* **Exercise requirements**:
Rewrite the records below with every "flow-rate tally" changed to "parts count", keeping everything else the same.

(Coordinate annotation entries)
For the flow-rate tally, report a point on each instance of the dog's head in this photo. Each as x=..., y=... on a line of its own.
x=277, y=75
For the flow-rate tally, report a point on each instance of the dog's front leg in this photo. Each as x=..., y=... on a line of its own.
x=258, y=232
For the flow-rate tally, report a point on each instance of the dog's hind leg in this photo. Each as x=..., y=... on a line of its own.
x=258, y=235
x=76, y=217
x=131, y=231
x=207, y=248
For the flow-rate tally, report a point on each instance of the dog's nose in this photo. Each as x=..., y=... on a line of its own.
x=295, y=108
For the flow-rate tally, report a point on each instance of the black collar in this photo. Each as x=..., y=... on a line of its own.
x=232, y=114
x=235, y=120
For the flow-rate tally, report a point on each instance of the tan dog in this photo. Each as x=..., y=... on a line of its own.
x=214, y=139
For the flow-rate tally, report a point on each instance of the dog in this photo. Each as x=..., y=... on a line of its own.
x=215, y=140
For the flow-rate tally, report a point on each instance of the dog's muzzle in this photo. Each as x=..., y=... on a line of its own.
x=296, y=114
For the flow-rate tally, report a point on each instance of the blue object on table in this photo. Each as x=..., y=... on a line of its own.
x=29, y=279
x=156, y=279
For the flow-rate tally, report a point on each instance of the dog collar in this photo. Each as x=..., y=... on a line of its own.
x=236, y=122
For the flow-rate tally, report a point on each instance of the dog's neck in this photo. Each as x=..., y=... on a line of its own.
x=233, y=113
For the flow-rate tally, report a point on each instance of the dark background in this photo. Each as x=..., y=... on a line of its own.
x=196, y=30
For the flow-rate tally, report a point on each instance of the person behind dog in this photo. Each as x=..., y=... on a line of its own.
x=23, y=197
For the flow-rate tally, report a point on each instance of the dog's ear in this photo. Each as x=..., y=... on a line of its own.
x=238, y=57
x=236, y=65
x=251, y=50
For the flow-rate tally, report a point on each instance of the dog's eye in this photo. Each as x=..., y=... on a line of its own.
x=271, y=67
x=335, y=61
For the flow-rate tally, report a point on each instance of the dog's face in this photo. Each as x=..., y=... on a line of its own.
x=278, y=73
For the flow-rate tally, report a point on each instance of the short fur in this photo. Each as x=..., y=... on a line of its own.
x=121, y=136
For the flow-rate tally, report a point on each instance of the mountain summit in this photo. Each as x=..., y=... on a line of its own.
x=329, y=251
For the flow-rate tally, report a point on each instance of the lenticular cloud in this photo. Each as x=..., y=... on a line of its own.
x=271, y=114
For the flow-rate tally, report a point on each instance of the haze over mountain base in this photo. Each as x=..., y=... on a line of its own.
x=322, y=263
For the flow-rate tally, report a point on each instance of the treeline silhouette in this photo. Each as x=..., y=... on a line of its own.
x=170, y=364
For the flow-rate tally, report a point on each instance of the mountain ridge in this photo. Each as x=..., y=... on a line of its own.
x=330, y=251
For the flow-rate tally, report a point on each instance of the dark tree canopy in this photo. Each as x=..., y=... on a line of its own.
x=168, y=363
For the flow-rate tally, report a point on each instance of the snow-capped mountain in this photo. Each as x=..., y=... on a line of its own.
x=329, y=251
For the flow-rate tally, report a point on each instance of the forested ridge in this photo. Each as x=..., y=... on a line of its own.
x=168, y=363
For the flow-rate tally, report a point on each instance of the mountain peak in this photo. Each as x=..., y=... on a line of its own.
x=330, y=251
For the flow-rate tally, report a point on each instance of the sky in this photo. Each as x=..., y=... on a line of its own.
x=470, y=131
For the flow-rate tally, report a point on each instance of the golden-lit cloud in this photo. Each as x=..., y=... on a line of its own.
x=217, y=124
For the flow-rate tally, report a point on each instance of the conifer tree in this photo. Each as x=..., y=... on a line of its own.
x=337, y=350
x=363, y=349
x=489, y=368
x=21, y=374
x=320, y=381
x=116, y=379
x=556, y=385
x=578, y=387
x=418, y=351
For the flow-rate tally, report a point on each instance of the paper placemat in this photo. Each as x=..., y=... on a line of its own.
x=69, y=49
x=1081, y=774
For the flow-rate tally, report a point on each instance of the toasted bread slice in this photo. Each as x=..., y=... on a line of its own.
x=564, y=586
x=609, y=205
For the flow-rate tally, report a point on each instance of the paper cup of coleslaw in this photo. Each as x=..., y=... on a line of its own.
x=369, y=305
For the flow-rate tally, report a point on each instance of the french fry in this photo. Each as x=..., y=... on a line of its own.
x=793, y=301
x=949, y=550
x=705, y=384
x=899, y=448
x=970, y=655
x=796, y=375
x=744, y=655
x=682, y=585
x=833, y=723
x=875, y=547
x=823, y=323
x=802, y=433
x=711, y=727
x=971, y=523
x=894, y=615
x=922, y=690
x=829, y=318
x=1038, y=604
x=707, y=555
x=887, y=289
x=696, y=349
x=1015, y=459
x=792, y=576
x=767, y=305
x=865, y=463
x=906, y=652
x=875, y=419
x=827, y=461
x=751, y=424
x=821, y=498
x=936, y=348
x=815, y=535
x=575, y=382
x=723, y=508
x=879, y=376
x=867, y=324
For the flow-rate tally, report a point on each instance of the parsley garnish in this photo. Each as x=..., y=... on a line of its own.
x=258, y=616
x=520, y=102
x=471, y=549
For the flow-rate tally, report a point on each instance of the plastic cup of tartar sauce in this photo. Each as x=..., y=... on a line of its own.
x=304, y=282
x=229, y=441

* **Task response**:
For the parts count, report a point on each instance of the dog's head in this photo. Each as x=..., y=... on a line of its own.
x=277, y=75
For the parts count, report a point on each instance of the dog's front leg in this photo. Each as x=..., y=... on a line of its own.
x=258, y=232
For the parts count, report a point on each instance of the dog's hind leg in this photo. Each as x=..., y=... on a line of its own.
x=258, y=235
x=76, y=217
x=131, y=231
x=207, y=248
For the parts count, report a point on each instance of the dog's nose in this photo. Each as x=..., y=... on a line of its own.
x=295, y=108
For the parts count, report a point on each instance of the black collar in this photo. Each as x=..., y=... on a line of its own.
x=232, y=114
x=235, y=120
For the parts count, report a point on each instance of the tan dog in this photo. Each as x=..., y=... on a line of its own.
x=214, y=139
For the parts count, report a point on each instance of the dog in this photo. Each as x=..., y=... on a line of its own.
x=215, y=140
For the parts count, report a point on each instance of the dog's muzzle in this photo. Each as x=..., y=... on a line of its own.
x=296, y=114
For the parts count, report a point on each instance of the blue object on table in this photo. Each as x=..., y=... on a line of its own.
x=29, y=279
x=156, y=279
For the parts count, report a point on each instance of the dog collar in this photo. Each as x=..., y=... on a line of its own.
x=236, y=122
For the parts count, report a point on each instance of the dog's neck in this photo. Each as x=..., y=... on a line of its own.
x=233, y=113
For the parts count, report a point on each instance of the dark background in this photo. Each as x=..., y=... on a line of its own.
x=196, y=30
For the parts count, report a point on each instance of the person behind dog in this photo. Each as x=..., y=... on a line of its own.
x=23, y=197
For the parts count, report a point on each instance of the dog's ear in this photo. Each as x=..., y=... on a line of its own.
x=238, y=57
x=236, y=65
x=251, y=50
For the parts count, report a point on each instance of the dog's eye in this photo. Each as x=..., y=... on a line of its own.
x=271, y=67
x=335, y=61
For the parts count, report a point on each instance of the dog's face in this photo. Each as x=..., y=... on a line of its own.
x=278, y=73
For the parts count, report a point on each instance of the short fur in this photo. Each as x=..., y=... on a line of its own.
x=121, y=136
For the parts count, report a point on each instance of the mountain summit in this photo. Each as x=..., y=... on a line of its own.
x=329, y=251
For the parts count, report a point on each instance of the lenticular cloud in this photo. Each as x=..., y=... on a line of its own.
x=271, y=114
For the parts count, report a point on each instance of the haze over mountain base in this photo. Each as x=..., y=... on a line of its own.
x=322, y=263
For the parts count, report a point on each instance of the treeline silhouette in this photo. Each as x=..., y=... on a line of its own.
x=170, y=364
For the parts count, report a point on each instance of the mountain ridge in this photo. Each as x=..., y=... on a line of its own.
x=330, y=251
For the parts count, report a point on each instance of the dark tree canopy in this photo. Each as x=..., y=... on a line of its own.
x=168, y=363
For the parts count, report a point on each instance of the snow-capped mountain in this photo. Each as x=..., y=... on a line of its own.
x=329, y=251
For the parts count, report a point on each instance of the forested ridge in this photo. Each as x=..., y=... on a line of its own.
x=168, y=363
For the parts count, report a point on each instance of the mountain peak in this photo. Each as x=..., y=... on a line of its own.
x=330, y=251
For the parts count, report a point on each instance of the sky in this photo. Each as x=..., y=... on a line of its own.
x=470, y=131
For the parts count, report a point on each instance of the golden-lit cloud in this photo. Each as x=..., y=... on a line of its own.
x=217, y=124
For the parts count, report a point on each instance of the conifer tree in this photo. Each as x=..., y=... on a line of its own.
x=337, y=350
x=363, y=349
x=489, y=368
x=21, y=374
x=320, y=381
x=116, y=379
x=556, y=385
x=578, y=387
x=418, y=351
For the parts count, report a point on each instance of the paper placemat in this photo. Each as x=..., y=... on a line of its own.
x=69, y=49
x=1081, y=774
For the parts count, report a point on each instance of the toasted bread slice in this photo. Each as x=..., y=... on a line of its own.
x=564, y=586
x=609, y=205
For the parts count, report a point on each instance of the paper cup of coleslaw in this photo. Each as x=..., y=... on a line of its own.
x=369, y=305
For the parts count, report a point on each instance of the french fry in this photo. Each as x=..., y=... on a line of its own.
x=793, y=301
x=949, y=550
x=705, y=384
x=899, y=448
x=970, y=655
x=796, y=375
x=744, y=655
x=682, y=585
x=833, y=723
x=875, y=547
x=823, y=323
x=802, y=433
x=711, y=727
x=971, y=523
x=894, y=615
x=922, y=690
x=829, y=318
x=1038, y=604
x=707, y=555
x=887, y=289
x=696, y=349
x=1015, y=459
x=792, y=576
x=767, y=305
x=865, y=463
x=906, y=652
x=875, y=419
x=827, y=461
x=751, y=424
x=821, y=498
x=936, y=348
x=815, y=535
x=575, y=382
x=723, y=508
x=879, y=376
x=867, y=324
For the parts count, report a point on each instance of the parsley garnish in this photo. Each as x=..., y=... on a line of its own.
x=258, y=616
x=520, y=102
x=471, y=549
For the parts count, report a point on each instance of the plastic cup of tartar sauce in this photo. Each as x=..., y=... on a line of its own.
x=304, y=282
x=229, y=441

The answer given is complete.